Coordinate annotation records
+ + +

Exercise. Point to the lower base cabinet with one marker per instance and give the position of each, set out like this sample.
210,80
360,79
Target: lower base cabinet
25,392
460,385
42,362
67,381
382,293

+ + +

The task ▸ Which lines contain the word "lower"? Copy each of them out in full.

Exercise result ▸
Exercise. Point to the lower base cabinet with one marker per instance and give the position of each, set out like this sample.
Target: lower base cabinet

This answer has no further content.